*Job:* Recast every line of the records below as a JSON list of strings, one string per line, leaving out blank lines.

*Provided records:*
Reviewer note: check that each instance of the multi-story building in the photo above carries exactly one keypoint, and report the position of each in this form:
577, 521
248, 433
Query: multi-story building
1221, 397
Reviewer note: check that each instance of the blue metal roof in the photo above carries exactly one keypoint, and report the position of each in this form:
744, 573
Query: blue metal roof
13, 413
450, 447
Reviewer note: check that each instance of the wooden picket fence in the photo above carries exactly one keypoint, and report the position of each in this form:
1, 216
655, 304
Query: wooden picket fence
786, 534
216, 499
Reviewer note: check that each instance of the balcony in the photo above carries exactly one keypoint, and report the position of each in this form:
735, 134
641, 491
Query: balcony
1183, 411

*Solution to this problem:*
[
  "Reviewer note: check that each instance of the multi-story building in the photo above carries exactly one keypoint, and report the position of each in this form:",
  "577, 521",
  "248, 433",
  "Query: multi-story building",
  "1221, 397",
  "Reviewer note: check that each instance of the blue metal roof in the photo above carries exactly one keypoint, and report the position of each in this form:",
  "744, 573",
  "Query: blue metal roof",
  "13, 413",
  "450, 447",
  "Reviewer note: check that each instance of the wooden picket fence in the photo above carries exactly one keypoint, and report the position of each in this form:",
  "1, 216",
  "655, 304",
  "Query: wooden picket fence",
  "786, 534",
  "216, 499",
  "Reviewer note: check that each instance of the balcony in the photo above carries exactly one keypoint, and report the position of each in this form:",
  "735, 134",
  "641, 491",
  "Query: balcony",
  "1183, 411"
]